Below are the records. Transcribe them exactly.

==== Supplied records ====

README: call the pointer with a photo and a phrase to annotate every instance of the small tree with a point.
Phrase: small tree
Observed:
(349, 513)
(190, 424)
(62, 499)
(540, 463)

====

# Result of the exercise
README: call the pointer with a photo and a phrase to annotate every instance of the small tree with a point.
Phrase: small tree
Observed:
(349, 513)
(190, 424)
(62, 499)
(540, 463)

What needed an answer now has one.